- _Work instructions_
Isolate every line in the data with the string "correct" and copy it.

Segmentation mask data:
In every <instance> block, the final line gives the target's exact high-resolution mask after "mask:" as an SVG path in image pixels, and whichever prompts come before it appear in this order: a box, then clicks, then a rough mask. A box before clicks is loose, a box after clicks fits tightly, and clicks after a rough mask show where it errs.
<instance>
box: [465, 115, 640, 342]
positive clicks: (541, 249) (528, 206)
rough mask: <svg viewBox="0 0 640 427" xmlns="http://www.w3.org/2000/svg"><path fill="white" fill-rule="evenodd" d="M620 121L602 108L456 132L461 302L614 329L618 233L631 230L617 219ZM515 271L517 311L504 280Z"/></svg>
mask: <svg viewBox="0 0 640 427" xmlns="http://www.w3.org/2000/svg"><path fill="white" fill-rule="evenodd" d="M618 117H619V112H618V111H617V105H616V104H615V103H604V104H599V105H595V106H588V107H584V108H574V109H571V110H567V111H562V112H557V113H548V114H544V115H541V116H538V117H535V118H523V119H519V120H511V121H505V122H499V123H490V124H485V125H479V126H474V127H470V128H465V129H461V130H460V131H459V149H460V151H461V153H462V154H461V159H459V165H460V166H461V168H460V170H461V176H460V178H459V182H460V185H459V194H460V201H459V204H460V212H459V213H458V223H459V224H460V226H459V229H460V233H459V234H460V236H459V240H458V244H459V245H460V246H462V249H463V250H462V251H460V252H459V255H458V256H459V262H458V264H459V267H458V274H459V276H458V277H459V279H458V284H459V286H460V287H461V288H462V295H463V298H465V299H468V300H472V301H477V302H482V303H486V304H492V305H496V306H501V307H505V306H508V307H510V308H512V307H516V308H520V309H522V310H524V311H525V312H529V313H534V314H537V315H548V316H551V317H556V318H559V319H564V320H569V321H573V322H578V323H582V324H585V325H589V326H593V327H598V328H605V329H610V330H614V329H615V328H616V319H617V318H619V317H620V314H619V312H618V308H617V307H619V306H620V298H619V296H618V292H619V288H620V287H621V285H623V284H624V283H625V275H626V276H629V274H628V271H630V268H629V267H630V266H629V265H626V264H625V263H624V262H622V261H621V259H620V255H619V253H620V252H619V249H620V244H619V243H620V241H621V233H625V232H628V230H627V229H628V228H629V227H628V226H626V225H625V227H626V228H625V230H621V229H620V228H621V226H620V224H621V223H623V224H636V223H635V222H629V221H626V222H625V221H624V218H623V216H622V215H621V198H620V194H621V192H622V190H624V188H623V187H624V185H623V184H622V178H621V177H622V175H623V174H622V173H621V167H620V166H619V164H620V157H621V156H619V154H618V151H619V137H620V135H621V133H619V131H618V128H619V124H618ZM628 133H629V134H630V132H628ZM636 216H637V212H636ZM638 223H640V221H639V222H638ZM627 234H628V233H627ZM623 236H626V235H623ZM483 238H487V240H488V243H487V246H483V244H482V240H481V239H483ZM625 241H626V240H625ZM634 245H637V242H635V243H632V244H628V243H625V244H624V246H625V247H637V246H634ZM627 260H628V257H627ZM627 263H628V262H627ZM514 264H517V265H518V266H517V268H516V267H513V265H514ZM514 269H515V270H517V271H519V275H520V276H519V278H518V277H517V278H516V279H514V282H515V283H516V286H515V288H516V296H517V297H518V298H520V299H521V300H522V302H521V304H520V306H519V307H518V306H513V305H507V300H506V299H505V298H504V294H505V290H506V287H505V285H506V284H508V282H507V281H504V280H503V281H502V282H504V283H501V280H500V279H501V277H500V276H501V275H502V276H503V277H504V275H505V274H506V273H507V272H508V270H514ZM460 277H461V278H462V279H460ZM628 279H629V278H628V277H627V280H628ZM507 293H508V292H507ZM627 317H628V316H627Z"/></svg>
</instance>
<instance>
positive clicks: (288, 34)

--

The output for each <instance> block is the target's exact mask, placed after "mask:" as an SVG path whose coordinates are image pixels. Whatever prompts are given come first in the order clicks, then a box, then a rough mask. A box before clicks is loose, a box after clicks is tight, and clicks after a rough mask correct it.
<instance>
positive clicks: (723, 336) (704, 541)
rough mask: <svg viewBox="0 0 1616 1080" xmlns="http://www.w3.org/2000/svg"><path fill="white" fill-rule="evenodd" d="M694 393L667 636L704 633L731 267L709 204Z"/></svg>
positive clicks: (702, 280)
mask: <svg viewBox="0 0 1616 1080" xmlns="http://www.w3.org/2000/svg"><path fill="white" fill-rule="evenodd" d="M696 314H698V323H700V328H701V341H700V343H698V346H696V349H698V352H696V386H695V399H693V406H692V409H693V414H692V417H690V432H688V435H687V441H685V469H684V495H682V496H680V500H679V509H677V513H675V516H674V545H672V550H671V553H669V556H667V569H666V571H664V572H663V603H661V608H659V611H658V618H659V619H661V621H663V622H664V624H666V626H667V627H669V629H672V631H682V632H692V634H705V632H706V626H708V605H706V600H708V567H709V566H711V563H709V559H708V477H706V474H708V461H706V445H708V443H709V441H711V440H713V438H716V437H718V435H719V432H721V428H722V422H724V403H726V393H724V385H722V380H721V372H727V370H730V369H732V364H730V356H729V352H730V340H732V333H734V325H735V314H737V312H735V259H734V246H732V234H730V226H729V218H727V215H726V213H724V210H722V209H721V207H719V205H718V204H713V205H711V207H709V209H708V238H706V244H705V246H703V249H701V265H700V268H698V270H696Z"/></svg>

--

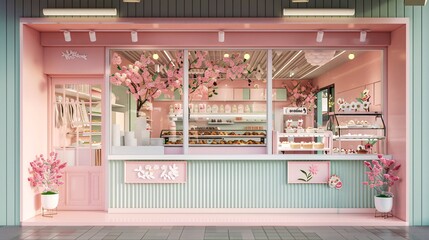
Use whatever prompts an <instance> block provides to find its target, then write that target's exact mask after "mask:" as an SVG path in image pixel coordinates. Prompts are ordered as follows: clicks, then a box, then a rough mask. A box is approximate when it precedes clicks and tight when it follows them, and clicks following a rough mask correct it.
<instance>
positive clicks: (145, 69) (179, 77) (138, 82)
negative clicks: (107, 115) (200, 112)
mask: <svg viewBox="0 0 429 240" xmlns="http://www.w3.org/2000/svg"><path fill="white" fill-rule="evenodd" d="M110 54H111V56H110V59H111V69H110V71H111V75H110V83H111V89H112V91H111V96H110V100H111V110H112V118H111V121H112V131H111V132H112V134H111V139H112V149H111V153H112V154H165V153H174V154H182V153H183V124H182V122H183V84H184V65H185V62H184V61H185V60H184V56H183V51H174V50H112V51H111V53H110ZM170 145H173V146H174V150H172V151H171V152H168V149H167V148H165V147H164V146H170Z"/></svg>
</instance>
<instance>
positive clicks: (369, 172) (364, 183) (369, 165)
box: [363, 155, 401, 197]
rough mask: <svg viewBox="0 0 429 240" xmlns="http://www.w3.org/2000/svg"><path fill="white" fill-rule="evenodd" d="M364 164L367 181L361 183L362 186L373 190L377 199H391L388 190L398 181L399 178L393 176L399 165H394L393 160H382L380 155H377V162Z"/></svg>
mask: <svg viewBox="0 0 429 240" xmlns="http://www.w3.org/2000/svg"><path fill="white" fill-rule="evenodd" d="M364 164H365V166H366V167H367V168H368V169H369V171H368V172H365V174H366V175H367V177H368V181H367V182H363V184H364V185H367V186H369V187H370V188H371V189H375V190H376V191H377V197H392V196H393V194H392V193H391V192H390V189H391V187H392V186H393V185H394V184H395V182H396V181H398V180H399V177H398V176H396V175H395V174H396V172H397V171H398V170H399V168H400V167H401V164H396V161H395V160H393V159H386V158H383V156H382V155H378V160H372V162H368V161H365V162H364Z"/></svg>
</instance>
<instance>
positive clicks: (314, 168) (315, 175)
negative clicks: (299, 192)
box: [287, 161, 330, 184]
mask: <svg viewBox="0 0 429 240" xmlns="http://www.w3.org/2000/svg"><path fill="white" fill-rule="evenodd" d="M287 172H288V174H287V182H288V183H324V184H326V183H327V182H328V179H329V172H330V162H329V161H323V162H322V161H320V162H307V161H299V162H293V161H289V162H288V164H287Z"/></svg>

- _Exercise answer_
The output for each <instance> block is the target's exact mask, placed after "mask:" as an SVG path whose coordinates are image pixels. Whatever prompts are given come first in the order clicks, then a box, then a rough mask. A box before clicks is loose, a box after clicks is tight, and clicks after a rough mask correct it.
Use whatever prompts an <instance> block provides to find its target, then write that target's exact mask after "mask:" as an SVG path in image pixel coordinates. Prompts are ordered as follows: clicks, then a box, then a rough mask. A box is approximate when it precedes clicks and tight when it follows them, and clicks following a rough mask correct it.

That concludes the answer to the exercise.